### TEXT SEGMENT:
I’ve adapted the PyTorch DQN tutorial to take inputs from a ROS camera topic, and use that as the observation to create an ARDrone DDQN example, using the Gazebo 7 simulator, but I’m getting a crash.
I’ve debugged the image, to ensure that the rescaled image is working properly before feeding it to the model:
I’ve set the following hyperparameters:
batch_size: 128
target_network_update_interval: 2
It throws up the following error, at line 192:
File "/project/ros-kinetic-alphapilot/catkin_ws/src/alphapilot_openai_ros/ardrone_race_track/src/ardrone_v1_start_training_ddqn.py", line 423, in <module>
main()
File "/project/ros-kinetic-alphapilot/catkin_ws/src/alphapilot_openai_ros/ardrone_race_track/src/ardrone_v1_start_training_ddqn.py", line 398, in main
agent.train()
File "/project/ros-kinetic-alphapilot/catkin_ws/src/alphapilot_openai_ros/ardrone_race_track/src/ardrone_v1_start_training_ddqn.py", line 237, in train
self.optimize_model()

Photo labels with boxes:

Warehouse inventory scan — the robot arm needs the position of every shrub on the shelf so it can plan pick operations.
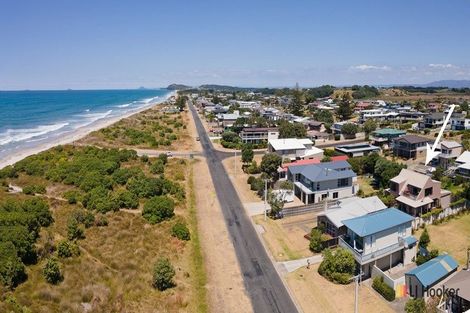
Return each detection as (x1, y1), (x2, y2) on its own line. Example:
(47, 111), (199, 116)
(372, 276), (395, 301)
(309, 228), (323, 253)
(23, 185), (46, 195)
(67, 218), (85, 240)
(405, 298), (426, 313)
(142, 196), (175, 224)
(57, 240), (80, 258)
(150, 159), (165, 174)
(153, 258), (175, 291)
(42, 259), (63, 285)
(171, 222), (191, 241)
(318, 248), (356, 285)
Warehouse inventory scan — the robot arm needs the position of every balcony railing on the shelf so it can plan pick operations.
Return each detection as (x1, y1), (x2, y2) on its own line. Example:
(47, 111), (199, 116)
(338, 236), (405, 264)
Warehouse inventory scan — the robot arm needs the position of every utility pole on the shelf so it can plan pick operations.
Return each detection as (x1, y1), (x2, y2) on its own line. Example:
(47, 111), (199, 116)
(264, 179), (268, 222)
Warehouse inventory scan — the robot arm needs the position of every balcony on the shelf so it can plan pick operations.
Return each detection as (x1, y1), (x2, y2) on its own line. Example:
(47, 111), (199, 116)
(338, 236), (405, 265)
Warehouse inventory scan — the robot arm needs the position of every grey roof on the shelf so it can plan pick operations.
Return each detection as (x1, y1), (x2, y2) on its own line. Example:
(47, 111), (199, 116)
(395, 135), (431, 144)
(288, 161), (356, 182)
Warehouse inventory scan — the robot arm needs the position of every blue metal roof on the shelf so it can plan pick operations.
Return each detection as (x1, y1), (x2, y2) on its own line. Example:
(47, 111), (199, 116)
(342, 208), (413, 237)
(288, 161), (356, 182)
(405, 254), (459, 288)
(405, 236), (418, 247)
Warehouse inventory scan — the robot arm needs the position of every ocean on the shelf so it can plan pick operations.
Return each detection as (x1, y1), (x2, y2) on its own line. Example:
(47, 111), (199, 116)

### REQUIRED ACTIONS:
• 1. Using the ARDrone DDQN post, say whether each statement agrees with it, answering yes or no and quoting the exact words that decide it: (a) The batch size is set to 128. (b) The example runs in the Gazebo 9 simulator. (c) The rescaled image was checked before being passed to the model.
• 2. Supply the next part of the ARDrone DDQN post, starting after its final line.
Nothing in the listing is needed here.

### ANSWERS GIVEN:
• 1.
(a) Yes: "batch_size: 128"
(b) No: "using the Gazebo 7 simulator"
(c) Yes: "to ensure that the rescaled image is working properly before feeding it to the model"

• 2.
File "/project/ros-kinetic-alphapilot/catkin_ws/src/alphapilot_openai_ros/ardrone_race_track/src/ardrone_v1_start_training_ddqn.py", line 192, in optimize_model
next_state_values[non_final_mask] = self.target_net(non_final_next_states).max(1)[0].detach()
File "/usr/local/lib/python2.7/dist-packages/torch/nn/modules/module.py", line 491, in __call__
result = self.forward(*input, **kwargs)
File "/project/ros-kinetic-alphapilot/catkin_ws/src/alphapilot_openai_ros/ardrone_race_track/src/model/dqn/dqn.py", line 103, in forward
x = F.relu(self.bn3(self.conv3(x)))
File "/usr/local/lib/python2.7/dist-packages/torch/nn/modules/module.py", line 491, in __call__
result = self.forward(*input, **kwargs)
File "/usr/local/lib/python2.7/dist-packages/torch/nn/modules/conv.py", line 339, in forward
self.padding, self.dilation, self.groups)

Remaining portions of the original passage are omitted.